MdF. L’installation d’Hito Steyerl réalisée dans un camp de réfugiés est l’un des temps forts du parcours : pouvez-vous nous la décrire ?
AA. L’installation nommée « The Mechanical Kurds» conçue et dévoilée peu de temps avant l’ouverture de l’exposition, fait référence au célèbre Turc mécanique de Wolfgang von Kempelen, soit une supercherie puisqu’il s’agissait d’un faux joueur d’échec mécanique, qui était en réalité actionné par un humain. C’est également à lui que fait référence la plateforme de microtravail d’Amazon. Hito Steyerl est partie au Kurdistan dans des camps de réfugiés, dont certains sont employés comme travailleurs du clic, pour étiqueter des objets destinés aux IA. L’artiste leur donne la parole et les laisse exprimer leur perception et leur conception de ce que permet l’IA, dans une approche qui n’est pas toujours négative. Beaucoup de rêves et de projections imaginaires sont suscités par l’IA auprès de ces personnes, qui n’ont pas toujours conscience que les technologies qu’elles aident à développer peuvent se retourner contre elles, comme dans le cas des attaques de drones. Le mobilier de cette installation reprend le vocabulaire de la « boîte englobante », ce système de délimitation de portions de l’image que les IA analytiques utilisent pour étiqueter des objets et qui apparaît dans le film de l’installation. Ici, les spectateurs se retrouvent eux-mêmes assis dans ces boîtes, comme si personne ne pouvait échapper à cet étiquetage du monde.

- Consigne:
D'après l'extrait sur l'installation de Hito Steyerl, à quel célèbre dispositif le titre « The Mechanical Kurds » fait-il référence ? Répondez en une phrase, s'il vous plaît. La liste qui suit constitue un matériau distinct du texte.

- Liste fournie:
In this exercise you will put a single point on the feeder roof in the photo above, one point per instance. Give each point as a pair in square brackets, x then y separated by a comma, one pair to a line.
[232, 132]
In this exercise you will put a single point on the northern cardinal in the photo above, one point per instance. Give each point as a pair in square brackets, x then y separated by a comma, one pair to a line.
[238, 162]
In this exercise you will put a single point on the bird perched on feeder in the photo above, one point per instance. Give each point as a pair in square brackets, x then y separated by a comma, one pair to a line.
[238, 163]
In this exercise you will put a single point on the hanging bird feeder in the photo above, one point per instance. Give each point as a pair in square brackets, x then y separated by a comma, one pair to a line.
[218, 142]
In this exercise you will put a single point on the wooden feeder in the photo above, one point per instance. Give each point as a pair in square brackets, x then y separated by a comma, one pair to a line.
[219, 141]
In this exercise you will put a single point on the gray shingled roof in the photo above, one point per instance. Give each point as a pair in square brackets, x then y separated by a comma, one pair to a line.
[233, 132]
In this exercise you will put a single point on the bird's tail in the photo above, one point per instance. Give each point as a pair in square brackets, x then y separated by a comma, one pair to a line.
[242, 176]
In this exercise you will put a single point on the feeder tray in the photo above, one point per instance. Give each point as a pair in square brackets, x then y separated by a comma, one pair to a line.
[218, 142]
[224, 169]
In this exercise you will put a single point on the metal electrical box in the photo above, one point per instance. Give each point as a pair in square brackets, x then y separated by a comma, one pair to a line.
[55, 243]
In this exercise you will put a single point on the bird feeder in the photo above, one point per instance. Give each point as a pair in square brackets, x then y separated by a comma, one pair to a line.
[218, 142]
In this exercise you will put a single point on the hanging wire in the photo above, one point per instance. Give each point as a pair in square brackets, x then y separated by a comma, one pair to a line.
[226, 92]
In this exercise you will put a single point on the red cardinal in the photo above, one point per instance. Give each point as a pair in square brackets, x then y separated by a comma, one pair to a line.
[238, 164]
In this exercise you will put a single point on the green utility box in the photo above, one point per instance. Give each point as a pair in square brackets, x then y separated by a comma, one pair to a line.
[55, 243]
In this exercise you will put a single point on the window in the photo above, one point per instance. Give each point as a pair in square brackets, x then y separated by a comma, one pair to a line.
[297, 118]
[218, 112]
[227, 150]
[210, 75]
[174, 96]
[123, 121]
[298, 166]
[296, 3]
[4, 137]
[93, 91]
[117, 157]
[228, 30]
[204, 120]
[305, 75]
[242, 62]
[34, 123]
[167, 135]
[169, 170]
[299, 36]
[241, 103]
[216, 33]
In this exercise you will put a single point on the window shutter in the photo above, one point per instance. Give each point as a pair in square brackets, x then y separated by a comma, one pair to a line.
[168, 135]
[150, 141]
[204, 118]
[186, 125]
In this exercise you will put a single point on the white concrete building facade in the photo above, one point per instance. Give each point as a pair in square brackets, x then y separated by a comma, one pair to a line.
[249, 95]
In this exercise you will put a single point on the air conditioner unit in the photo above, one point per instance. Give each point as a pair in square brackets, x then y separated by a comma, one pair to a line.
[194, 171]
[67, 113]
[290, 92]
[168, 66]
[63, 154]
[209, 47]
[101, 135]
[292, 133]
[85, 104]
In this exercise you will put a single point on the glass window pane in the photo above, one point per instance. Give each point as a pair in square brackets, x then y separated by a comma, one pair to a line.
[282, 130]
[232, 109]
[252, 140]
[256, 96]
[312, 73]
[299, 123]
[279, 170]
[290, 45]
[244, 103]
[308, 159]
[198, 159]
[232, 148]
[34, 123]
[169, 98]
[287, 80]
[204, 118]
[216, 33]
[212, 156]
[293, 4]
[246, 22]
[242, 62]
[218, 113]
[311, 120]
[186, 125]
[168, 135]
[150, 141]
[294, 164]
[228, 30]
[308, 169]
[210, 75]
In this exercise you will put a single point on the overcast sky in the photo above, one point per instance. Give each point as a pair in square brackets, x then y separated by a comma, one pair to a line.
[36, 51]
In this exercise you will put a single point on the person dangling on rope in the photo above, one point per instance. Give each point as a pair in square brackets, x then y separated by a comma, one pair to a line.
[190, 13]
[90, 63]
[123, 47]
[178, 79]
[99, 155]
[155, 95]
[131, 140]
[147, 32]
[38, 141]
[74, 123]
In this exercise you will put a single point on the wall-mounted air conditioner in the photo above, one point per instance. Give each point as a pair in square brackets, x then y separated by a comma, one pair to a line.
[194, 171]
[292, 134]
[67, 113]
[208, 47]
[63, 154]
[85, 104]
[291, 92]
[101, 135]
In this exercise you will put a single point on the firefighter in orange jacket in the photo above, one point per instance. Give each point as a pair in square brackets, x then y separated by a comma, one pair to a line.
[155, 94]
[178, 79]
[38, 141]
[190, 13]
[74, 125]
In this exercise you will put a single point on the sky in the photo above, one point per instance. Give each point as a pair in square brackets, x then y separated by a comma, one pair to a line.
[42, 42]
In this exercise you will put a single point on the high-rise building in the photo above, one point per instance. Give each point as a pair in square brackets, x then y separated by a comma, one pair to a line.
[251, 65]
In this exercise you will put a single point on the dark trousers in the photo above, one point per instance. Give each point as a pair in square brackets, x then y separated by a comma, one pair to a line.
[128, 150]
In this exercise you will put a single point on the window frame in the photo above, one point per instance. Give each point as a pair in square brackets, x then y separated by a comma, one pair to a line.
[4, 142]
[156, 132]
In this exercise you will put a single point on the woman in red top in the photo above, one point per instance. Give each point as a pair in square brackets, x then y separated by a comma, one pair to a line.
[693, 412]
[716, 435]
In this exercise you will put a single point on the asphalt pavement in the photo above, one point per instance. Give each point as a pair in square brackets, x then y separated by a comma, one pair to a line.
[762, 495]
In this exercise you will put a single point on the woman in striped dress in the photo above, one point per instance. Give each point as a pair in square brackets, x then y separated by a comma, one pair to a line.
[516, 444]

- Réponse attendue:
Le titre « The Mechanical Kurds » fait référence au célèbre Turc mécanique de Wolfgang von Kempelen.